* [AUFGABENSTELLUNG]:
Schreiben Sie aus dem Textauszug alles von „[Sommerbücher]“ bis hinunter zu „2001. Seite 50.“ wortgetreu ab.

* [TEXTAUSZUG]:
+-------+

[Sommerbücher]

Sie saßen in dem düsteren, getäfelten Zimmer unter Drucken mit Segelschiffen. Das Telefon klingelte. Er betrachtete die verkohlten Scheite, die im Kamin zusammengefallen waren, das Feuer von gestern Abend, und sie beobachtete ihn. Die Bücher auf den unteren Regalen waren größtenteils Sommerlektüre, wie man sie in Ferienhäusern findet, Bücher, die zu ihrer Rolle passen, mit verblassten Umschlagillustrationen anderer Häuser in anderen Sommern, oder Almanache oder Atlanten, mit einem ausgebleichten Streifen am oberen Rand der höheren Bücher,

Aus: Don DeLillo. Körperzeit. Roman. Köln 2001. Seite 50.

[Kurzrezension]

Eben noch war Don DeLillo mit seinem dicken Roman "Unterwelt" dem Universal-Ziel der Welt, dem Müll, auf der Spur, jetzt setzt er sich mit einem relativ dünnen Roman mit der inszenierten Innenwelt der Menschen auseinander. Mit einer Frühstücksszene, die sicher in die Weltliteratur eingehen wird, eröffnet sich das Spiel der Seele wie von selbst. Ein Regisseur und eine Körperkünstlerin gehen sich während des Frühstücks auf den Soja-Schrot, der massenhaft in die Schüssel geschüttet wird. Das gesamte Frühstück ist eine Inszenierung, und alle Versuche, daraus auszubrechen, enden in einer noch perfekteren Performance. In der nächsten Szene erfahren wir, daß sich der Regisseur umgebracht hat, weil er mit der Verwirklichung der Wirklichkeit im Film nicht zurechtgekommen ist. Aber ein verhaltensgestörter Mr. Tuttle taucht ab jetzt im Haus auf, er kann den Verstorbenen so täuschend nachahmen, daß sich die Performancekünstlerin Lauren immer wieder die Vergangenheit durch die Performance des Irren in die Gegenwart holen läßt. Der letzte Teil des Romans beschäftigt sich mit den Vorbereitungen zu einer Aufführung, die Wirklichkeit in einem Kunstraum soll zu Hause erprobt werden. Letztlich gibt es keinen Unterschied zwischen Performance und Leben, denn die Verschachtelung der beiden Ebenen ist so komplex, daß kein Anführungszeichen der Welt unterscheiden könnte, was ein Original ist und was ein Zitat. So breitet sich auch im Publikum große Verstörung aus, denn statt Applaus wäre Anteilnahme gefragt, und wo das Stück persönlich genommen wird, geht es in Wahrheit um eine allgemeingültige Interpretation. Die Themen Innenwelt, Außenwelt, Inszenierung und Lebenslauf, persönliche Beziehung und öffentliche Interpretation sind auf eine erkenntnisreiche, den Leser ziemlich aufwühlende Weise dargestellt. Ein Weltroman! Eine Weltinszenierung!

+-------+

(Bildbezogene Zeigedaten)
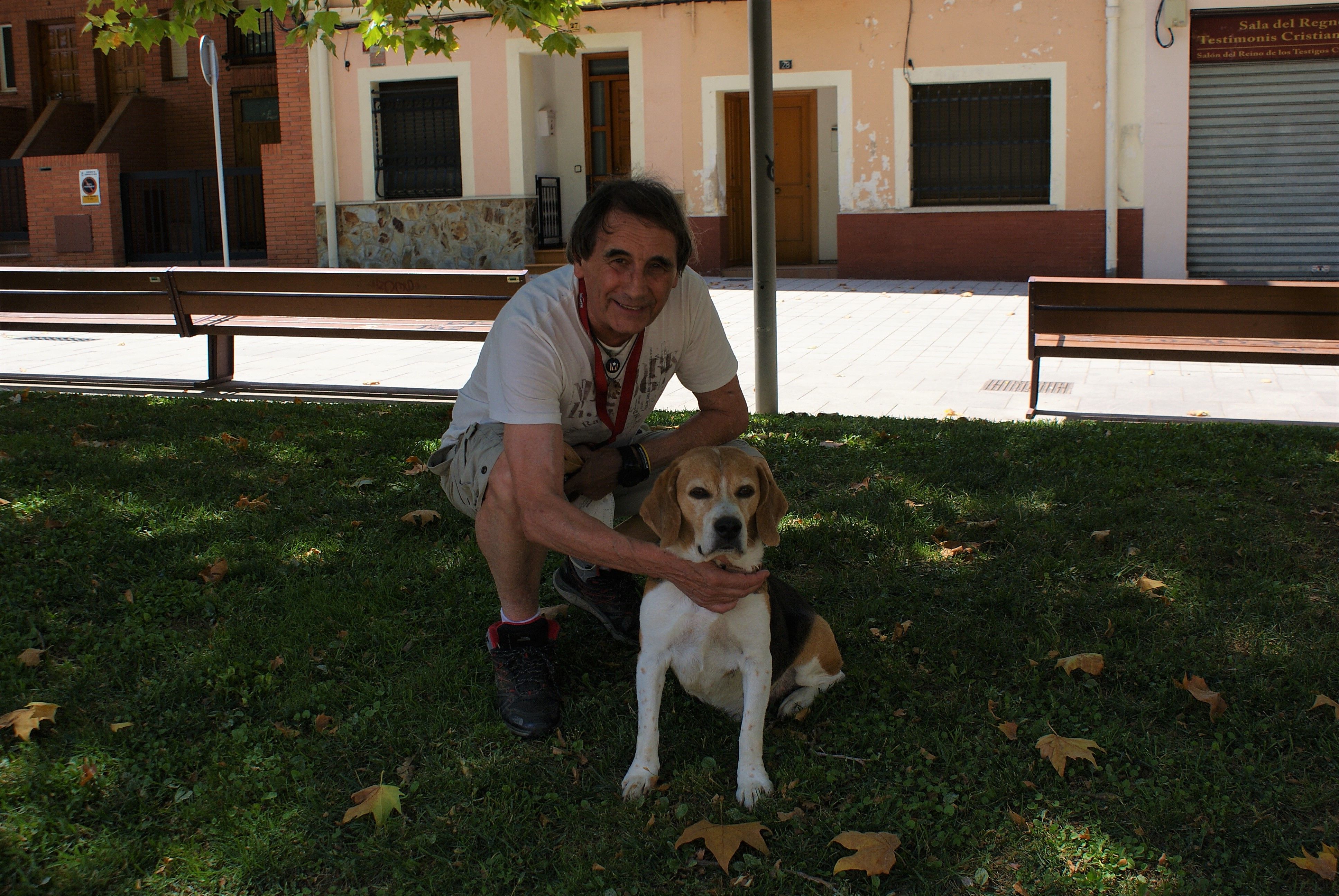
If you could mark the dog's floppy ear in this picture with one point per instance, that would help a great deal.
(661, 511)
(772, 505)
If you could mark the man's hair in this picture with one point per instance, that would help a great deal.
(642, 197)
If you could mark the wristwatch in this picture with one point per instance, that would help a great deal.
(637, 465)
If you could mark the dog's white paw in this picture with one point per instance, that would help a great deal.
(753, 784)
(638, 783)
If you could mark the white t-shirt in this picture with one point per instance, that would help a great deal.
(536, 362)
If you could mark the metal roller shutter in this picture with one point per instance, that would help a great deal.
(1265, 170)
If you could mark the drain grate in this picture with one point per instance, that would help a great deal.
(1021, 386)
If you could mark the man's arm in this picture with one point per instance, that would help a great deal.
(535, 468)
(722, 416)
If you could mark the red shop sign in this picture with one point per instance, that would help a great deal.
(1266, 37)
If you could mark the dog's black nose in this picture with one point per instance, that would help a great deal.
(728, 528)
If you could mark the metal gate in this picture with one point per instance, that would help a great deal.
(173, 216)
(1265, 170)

+-------+

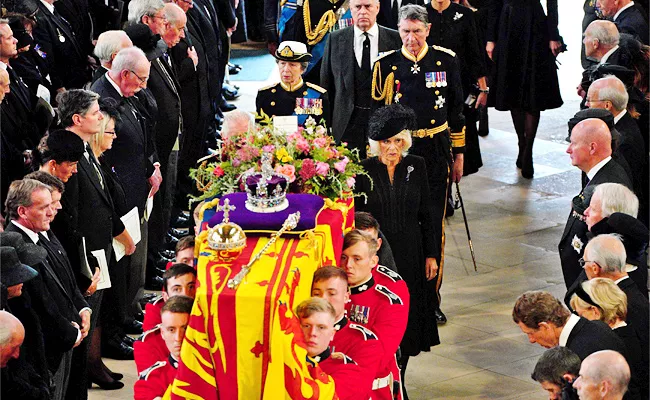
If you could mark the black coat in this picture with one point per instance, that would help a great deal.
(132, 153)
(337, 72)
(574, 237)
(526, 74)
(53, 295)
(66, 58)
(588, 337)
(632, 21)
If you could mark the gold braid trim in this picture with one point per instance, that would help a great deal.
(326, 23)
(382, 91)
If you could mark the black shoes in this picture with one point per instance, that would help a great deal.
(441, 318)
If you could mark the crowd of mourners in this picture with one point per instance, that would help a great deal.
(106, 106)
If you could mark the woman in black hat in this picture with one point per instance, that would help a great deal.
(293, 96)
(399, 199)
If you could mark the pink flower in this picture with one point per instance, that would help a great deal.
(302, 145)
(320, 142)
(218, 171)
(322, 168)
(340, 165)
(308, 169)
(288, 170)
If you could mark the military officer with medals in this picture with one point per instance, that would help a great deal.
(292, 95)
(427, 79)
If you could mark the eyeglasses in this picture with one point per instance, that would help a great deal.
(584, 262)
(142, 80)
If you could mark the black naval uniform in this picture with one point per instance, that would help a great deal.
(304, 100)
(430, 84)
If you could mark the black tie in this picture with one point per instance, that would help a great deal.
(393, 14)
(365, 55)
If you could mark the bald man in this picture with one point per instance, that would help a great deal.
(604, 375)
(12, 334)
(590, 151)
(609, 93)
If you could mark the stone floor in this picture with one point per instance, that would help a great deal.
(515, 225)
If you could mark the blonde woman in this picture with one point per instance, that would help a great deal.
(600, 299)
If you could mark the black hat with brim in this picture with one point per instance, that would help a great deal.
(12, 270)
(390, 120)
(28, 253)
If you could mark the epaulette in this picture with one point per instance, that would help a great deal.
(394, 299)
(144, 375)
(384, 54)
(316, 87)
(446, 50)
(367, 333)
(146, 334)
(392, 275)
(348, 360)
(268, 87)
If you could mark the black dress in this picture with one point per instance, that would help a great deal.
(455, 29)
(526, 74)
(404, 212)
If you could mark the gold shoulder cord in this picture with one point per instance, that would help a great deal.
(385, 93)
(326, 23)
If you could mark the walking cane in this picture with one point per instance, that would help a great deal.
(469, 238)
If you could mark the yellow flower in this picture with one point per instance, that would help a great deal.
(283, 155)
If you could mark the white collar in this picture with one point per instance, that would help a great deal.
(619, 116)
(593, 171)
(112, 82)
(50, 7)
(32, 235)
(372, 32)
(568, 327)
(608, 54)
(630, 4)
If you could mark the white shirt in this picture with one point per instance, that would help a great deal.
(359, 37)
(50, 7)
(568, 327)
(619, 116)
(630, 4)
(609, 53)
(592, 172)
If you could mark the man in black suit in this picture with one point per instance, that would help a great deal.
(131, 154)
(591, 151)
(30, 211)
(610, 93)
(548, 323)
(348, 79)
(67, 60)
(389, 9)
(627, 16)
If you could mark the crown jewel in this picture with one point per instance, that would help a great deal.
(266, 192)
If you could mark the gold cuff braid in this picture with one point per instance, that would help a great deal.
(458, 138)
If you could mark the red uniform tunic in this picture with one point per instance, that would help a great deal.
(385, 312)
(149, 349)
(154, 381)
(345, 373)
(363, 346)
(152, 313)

+-------+

* [ANTWORT ZUR AUFGABE]:
[Sommerbücher]

Sie saßen in dem düsteren, getäfelten Zimmer unter Drucken mit Segelschiffen. Das Telefon klingelte. Er betrachtete die verkohlten Scheite, die im Kamin zusammengefallen waren, das Feuer von gestern Abend, und sie beobachtete ihn. Die Bücher auf den unteren Regalen waren größtenteils Sommerlektüre, wie man sie in Ferienhäusern findet, Bücher, die zu ihrer Rolle passen, mit verblassten Umschlagillustrationen anderer Häuser in anderen Sommern, oder Almanache oder Atlanten, mit einem ausgebleichten Streifen am oberen Rand der höheren Bücher,

Aus: Don DeLillo. Körperzeit. Roman. Köln 2001. Seite 50.